| Aim |
Pull out each line of the listing that contains the string "slope", matching its case exactly.

[Region annotation entries]
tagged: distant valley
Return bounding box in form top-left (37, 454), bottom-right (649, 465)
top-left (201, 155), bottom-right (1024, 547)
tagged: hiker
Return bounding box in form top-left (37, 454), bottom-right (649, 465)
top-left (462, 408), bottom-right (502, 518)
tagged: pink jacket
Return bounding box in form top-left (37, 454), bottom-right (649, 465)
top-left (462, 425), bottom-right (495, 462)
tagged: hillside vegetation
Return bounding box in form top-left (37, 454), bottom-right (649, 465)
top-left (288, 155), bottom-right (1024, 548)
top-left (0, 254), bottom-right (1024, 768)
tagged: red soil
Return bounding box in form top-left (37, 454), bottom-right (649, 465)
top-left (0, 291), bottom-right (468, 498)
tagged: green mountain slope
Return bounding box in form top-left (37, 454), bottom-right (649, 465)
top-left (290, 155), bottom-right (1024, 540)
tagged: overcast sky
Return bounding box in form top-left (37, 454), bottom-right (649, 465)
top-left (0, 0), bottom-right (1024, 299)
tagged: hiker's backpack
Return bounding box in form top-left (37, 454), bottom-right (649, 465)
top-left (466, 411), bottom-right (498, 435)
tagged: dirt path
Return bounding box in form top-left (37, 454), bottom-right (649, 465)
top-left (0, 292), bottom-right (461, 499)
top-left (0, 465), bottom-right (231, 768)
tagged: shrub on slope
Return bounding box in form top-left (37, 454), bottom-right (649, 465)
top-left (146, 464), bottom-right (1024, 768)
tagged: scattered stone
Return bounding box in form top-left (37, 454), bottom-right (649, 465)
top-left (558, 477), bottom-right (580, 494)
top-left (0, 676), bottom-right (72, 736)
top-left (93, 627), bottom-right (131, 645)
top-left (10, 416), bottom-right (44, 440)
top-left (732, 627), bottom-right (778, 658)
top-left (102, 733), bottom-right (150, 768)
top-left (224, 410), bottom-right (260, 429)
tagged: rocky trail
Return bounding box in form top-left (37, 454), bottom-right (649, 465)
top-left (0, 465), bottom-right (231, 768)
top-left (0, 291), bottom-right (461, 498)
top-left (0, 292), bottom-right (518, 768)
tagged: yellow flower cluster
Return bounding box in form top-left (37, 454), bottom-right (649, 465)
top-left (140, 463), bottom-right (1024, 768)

| Task result |
tagged: green mountain slope
tagged: shrub on slope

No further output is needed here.